◆ Given passage ◆

BRIEF DESCRIPTION OF THE DRAWINGS

[0076] Fig.1 is a schematic diagram of the main phase structure of the magnetic steel containing high-abundance rare earth elements in Examples 1-10.

DETAILED DESCRIPTION OF THE INVENTION

[0077] The present invention is further described below by way of examples, but the present invention is not limited to the scope of the examples. The experimental methods in the following examples without specifying specific conditions are carried out according to conventional methods and conditions, or selected according to the product specifications.

Example 1

[0078] The preparation method for the Y-containing magnetic steel in Example 1 is as follows:
The general chemical formula of the main phase raw material for the Y-containing permanent magnet is: (Y_0.1PrNd_0.9)_13.64Fe_79.26Al_0.24Cu_0.2Ga_0.36Zr_0.26Ti_0.27B_5.75.

[0079] The prepared raw materials were placed in a crucible made of alumina, and vacuum smelted in a high-frequency vacuum induction smelting furnace at a temperature of 1500°C or less in a vacuum of 5×10^-2Pa. After vacuum melting, Ar gas was introduced into the smelting furnace to make the gas pressure reach 55,000 Pa, and then casting was performed to obtain a rapidly cooled main phase alloy at a cooling rate of 10²°C/second to 10⁴°C/second.

Location identification items
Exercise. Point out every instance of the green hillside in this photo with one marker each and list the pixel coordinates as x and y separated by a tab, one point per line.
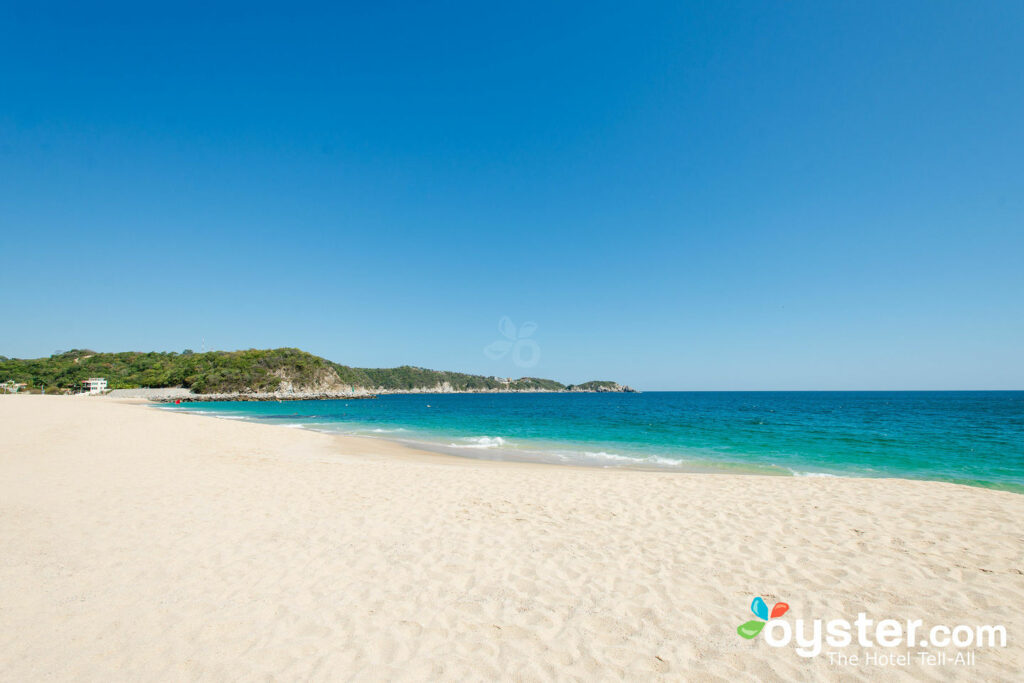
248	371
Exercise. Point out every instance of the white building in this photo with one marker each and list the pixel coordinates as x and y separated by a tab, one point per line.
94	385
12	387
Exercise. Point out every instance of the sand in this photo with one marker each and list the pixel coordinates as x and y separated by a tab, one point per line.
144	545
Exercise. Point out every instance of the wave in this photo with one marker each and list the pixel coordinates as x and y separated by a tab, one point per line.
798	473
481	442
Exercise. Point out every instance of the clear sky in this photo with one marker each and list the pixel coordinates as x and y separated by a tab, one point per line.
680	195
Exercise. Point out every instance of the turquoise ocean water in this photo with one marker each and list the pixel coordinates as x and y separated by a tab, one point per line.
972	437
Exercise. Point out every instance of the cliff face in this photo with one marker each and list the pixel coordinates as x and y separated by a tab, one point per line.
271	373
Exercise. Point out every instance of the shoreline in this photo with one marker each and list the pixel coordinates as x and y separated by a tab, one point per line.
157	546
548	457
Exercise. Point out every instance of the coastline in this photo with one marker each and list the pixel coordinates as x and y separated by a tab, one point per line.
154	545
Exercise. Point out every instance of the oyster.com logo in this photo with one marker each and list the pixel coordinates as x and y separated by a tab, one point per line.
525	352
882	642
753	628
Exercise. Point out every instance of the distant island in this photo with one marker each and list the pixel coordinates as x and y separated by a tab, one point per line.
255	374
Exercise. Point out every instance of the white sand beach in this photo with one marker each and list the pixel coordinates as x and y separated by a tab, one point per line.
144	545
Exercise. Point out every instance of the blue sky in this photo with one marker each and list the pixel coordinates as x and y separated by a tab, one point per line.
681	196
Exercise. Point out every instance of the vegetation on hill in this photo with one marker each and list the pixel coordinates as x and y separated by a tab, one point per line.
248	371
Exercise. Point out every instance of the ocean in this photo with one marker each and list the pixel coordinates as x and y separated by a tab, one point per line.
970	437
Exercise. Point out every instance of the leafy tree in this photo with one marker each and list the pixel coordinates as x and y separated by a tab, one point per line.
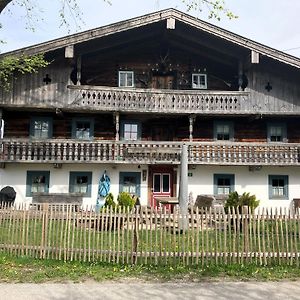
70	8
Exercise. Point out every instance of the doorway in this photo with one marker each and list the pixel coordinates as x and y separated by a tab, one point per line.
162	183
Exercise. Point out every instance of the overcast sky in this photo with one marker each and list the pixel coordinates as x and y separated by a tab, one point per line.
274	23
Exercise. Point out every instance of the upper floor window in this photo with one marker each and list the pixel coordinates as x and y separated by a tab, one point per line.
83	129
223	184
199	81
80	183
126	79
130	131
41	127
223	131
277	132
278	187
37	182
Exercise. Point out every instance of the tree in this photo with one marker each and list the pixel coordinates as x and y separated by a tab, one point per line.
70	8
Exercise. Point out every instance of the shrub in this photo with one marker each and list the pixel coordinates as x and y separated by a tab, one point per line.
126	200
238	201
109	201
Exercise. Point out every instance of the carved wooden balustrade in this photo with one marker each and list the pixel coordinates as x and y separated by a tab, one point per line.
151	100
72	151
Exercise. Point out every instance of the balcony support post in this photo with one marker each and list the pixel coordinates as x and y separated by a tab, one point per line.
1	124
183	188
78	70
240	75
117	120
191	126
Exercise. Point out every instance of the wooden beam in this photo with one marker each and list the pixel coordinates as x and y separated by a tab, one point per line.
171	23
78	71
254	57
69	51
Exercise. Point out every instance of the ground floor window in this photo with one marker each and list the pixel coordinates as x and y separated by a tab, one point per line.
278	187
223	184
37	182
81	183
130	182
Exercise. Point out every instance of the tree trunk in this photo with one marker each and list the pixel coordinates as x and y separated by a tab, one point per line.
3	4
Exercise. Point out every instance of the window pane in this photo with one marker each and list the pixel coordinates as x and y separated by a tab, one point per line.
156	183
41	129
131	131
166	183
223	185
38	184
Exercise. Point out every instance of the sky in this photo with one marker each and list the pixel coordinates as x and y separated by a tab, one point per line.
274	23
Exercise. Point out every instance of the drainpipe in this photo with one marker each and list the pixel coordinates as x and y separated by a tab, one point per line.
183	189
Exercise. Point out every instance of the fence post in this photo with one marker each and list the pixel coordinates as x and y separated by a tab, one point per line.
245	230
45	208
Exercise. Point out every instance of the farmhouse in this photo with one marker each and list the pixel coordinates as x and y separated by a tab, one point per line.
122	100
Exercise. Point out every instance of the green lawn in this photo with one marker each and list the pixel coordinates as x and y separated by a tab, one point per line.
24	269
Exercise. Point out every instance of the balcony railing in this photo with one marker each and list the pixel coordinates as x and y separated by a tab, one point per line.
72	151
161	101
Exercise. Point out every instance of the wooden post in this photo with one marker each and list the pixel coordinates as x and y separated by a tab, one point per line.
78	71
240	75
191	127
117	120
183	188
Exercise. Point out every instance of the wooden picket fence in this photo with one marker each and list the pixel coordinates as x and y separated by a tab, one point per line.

==

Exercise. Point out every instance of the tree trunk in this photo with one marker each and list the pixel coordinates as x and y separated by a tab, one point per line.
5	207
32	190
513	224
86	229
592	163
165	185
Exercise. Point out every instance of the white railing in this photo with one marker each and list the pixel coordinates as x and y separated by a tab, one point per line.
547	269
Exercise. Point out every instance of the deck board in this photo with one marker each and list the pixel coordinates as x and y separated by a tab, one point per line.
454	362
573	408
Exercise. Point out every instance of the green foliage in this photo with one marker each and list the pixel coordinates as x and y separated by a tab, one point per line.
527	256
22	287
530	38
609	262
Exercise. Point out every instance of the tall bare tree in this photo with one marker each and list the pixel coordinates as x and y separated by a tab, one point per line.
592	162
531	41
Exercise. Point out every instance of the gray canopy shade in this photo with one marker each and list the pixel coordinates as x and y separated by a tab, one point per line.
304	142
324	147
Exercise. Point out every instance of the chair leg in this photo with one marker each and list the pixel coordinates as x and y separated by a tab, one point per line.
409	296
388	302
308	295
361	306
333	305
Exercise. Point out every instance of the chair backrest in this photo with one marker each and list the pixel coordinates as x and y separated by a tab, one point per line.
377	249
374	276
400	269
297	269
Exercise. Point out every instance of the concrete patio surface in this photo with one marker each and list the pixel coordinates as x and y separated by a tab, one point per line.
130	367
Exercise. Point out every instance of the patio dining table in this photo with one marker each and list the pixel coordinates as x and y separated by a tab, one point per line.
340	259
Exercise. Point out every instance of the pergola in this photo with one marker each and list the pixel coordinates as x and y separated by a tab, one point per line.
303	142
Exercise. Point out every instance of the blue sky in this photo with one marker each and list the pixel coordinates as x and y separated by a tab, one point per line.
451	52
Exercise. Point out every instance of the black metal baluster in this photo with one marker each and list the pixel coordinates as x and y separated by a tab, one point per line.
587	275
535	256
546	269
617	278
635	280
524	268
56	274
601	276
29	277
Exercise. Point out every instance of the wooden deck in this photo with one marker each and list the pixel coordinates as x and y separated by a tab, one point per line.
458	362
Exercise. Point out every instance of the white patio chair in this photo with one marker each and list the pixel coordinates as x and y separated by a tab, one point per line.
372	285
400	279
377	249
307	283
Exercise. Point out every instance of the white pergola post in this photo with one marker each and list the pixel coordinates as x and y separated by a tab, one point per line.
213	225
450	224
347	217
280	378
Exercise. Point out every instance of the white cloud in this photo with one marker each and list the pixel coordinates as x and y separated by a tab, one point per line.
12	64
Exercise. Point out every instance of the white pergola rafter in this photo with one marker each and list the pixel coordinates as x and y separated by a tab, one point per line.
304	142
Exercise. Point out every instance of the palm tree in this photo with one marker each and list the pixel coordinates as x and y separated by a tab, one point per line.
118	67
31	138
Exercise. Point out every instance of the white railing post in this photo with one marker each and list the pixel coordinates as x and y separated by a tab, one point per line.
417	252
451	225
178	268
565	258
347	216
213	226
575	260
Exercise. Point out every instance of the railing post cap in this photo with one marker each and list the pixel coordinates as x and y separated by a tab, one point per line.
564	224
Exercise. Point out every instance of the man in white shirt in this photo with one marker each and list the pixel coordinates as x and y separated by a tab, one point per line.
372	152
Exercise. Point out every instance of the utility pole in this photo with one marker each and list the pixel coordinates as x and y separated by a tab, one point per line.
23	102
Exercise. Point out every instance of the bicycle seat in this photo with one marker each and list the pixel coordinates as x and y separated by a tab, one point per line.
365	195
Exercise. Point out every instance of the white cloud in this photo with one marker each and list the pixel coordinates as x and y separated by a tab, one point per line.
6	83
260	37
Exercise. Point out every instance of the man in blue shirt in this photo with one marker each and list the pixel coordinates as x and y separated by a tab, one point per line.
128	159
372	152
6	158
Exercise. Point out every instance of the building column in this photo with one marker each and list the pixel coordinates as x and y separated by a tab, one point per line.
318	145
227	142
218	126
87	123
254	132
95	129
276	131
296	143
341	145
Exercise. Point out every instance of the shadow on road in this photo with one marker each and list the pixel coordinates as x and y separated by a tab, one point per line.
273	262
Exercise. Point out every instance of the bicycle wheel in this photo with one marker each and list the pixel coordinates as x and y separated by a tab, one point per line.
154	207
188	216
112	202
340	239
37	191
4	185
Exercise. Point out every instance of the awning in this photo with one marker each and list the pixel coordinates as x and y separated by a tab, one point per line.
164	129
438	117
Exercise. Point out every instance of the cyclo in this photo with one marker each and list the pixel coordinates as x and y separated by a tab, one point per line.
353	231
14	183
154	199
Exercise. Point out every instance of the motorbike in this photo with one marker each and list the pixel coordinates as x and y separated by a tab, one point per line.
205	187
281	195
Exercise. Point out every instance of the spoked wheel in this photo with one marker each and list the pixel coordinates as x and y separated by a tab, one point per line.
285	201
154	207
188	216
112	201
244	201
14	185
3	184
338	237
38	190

◆ Set task A ◆
According to the magnetic steel passage, what gas pressure was reached when Ar gas was introduced into the smelting furnace after vacuum melting?
◆ Set task B ◆
Continue the passage on preparing Y-containing magnetic steel from its last sentence.

◆ Task response A ◆
55,000 Pa

◆ Task response B ◆
[0080] The composition of the grain boundary auxiliary alloy is Dy₅₀Fe₄₀Cu₅Al₅ (at%). According to the composition of the grain boundary alloy, the required raw materials were prepared, heated and smelted in a vacuum medium frequency induction smelting furnace under argon protection, and a rapidly cooled grain boundary auxiliary phase alloy was obtained at a cooling rate of 10²°C/s to 10⁴°C/s.

[0081] The main phase alloy and the grain boundary auxiliary phase alloy were mixed evenly at a mass ratio of 98:2.

[0082] Hydrogen decrepitation pulverization process: The uniformly mixed alloys were plased into a hydrogen decrepitation furnace. Then, hydrogen with a purity of 99.9% was introduced into the hydrogen decrepitation furnace, and the hydrogen pressure was maintained at 0.15MPa. After sufficient hydrogen absorption, the temperature was raised while vacuuming, and the hydrogen was fully dehydrogenated. After cooling, the powder after hydrogen decrepitation pulverization was removed.

[0083] Micro-pulverization process: In a nitrogen atmosphere having an oxidizing gas with a content of 150 ppm or less, the powder after hydrogen decrepitation pulverization was subjected to a jet-milling pulverization for 3 hours under a pulverization chamber pressure of 0.38MPa to obtain a fine powder. Oxidizing gas refers to oxygen or moisture.

[0084] Zinc stearate was added to the powder after the jet-milling pulverization. The amount of zinc stearate added was 0.12% of the weight of the mixed powder. Then a V-type mixer was used for thorough mixing.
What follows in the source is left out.